• Request:
Please copy every one of the entries below, reproducing each line word for word.

• Dataset content:

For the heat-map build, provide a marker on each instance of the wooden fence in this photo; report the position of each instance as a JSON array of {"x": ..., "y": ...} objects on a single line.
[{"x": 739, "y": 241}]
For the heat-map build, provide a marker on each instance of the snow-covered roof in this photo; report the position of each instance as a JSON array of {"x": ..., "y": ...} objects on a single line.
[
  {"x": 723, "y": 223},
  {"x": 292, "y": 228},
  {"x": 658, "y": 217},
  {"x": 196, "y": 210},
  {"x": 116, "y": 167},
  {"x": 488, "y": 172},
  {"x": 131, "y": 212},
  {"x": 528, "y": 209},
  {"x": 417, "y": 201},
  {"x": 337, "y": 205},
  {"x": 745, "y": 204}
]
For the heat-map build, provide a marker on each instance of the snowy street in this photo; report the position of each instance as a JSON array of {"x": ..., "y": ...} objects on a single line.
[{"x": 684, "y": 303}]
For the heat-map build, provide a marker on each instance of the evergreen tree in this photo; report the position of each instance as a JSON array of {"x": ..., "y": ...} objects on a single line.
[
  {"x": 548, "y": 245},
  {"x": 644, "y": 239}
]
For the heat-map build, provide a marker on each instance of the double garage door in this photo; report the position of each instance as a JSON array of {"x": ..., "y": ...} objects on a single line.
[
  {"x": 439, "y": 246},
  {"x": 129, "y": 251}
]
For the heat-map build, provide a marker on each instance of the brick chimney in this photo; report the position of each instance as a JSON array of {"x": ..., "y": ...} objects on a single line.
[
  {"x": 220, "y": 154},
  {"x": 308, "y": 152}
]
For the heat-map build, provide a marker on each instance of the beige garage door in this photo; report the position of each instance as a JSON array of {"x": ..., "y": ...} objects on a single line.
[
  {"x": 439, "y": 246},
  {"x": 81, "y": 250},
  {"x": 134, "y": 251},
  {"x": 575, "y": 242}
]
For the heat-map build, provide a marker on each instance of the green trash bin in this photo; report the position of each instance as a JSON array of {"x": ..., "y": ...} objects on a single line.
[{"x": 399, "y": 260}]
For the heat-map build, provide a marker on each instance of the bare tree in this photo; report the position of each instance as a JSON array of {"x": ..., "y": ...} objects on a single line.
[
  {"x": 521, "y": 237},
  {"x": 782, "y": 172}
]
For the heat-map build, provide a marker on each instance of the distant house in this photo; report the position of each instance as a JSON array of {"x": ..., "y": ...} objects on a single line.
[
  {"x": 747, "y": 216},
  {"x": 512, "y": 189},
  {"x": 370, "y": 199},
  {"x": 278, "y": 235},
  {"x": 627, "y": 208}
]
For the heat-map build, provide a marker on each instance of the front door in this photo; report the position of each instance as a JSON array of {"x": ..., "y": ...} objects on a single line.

• Solved exercise:
For the heat-map build, provide a marker on each instance of the wooden fence in this photo; report the position of each instance as a JSON array of {"x": ..., "y": ...} objects on a single line.
[{"x": 739, "y": 241}]
For the heat-map build, provide a marker on each instance of the snow-covered roof in this photo; report the position of each instance as a JSON array of {"x": ..., "y": ...} objects on a single line.
[
  {"x": 723, "y": 223},
  {"x": 292, "y": 228},
  {"x": 658, "y": 217},
  {"x": 196, "y": 210},
  {"x": 116, "y": 167},
  {"x": 488, "y": 172},
  {"x": 131, "y": 212},
  {"x": 528, "y": 209},
  {"x": 417, "y": 201},
  {"x": 337, "y": 205},
  {"x": 745, "y": 204}
]
For the heat-map build, provide a marker on each instance of the snowy street in this photo; report the position of each instance as a JSON array of {"x": ..., "y": ...} objects on a single line.
[{"x": 684, "y": 303}]
For the heat-map build, provide a marker on each instance of the evergreen tree in this photo; report the position of each instance as a JSON array of {"x": ..., "y": ...} objects on a single line.
[
  {"x": 548, "y": 245},
  {"x": 644, "y": 239}
]
For the heat-map build, provide a marker on each instance of the double garage door in this photo; report the position of each instance as a JSON array of {"x": ..., "y": ...} objects on a single line.
[
  {"x": 439, "y": 246},
  {"x": 129, "y": 251}
]
For the heat-map build, provide a marker on each instance of the brick chimney in this photo; report the position of each instance as a JSON array of {"x": ..., "y": ...} objects on a single line.
[
  {"x": 220, "y": 154},
  {"x": 308, "y": 152}
]
For the heat-map build, provide a marker on each instance of the beige garage door in this photo; report the position of each instance as a JSON array of {"x": ..., "y": ...} objects on a single line.
[
  {"x": 439, "y": 246},
  {"x": 81, "y": 250},
  {"x": 134, "y": 251},
  {"x": 575, "y": 242}
]
For the heat-map build, provide a marker on each instance of the green trash bin in this photo; report the position of each instance as a JSON array of {"x": ..., "y": ...} objects on a single line.
[{"x": 399, "y": 260}]
For the heat-map build, provide a marker on each instance of the bare tree in this photo; report the position of each instance as a JSON array of {"x": ..., "y": ...} objects on a single line.
[
  {"x": 521, "y": 237},
  {"x": 782, "y": 172}
]
For the heat-map build, provide a marker on each instance of the distant house in this photo; report the position of each instance as a JSON array of {"x": ..., "y": ...} objects on a single line.
[
  {"x": 747, "y": 216},
  {"x": 512, "y": 189},
  {"x": 370, "y": 199},
  {"x": 278, "y": 235},
  {"x": 627, "y": 208}
]
For the heat-map build, provide a marker on each instance of the front door in this photo; report the position of each instance as a JSON array of {"x": ..., "y": ...} objects on a single line.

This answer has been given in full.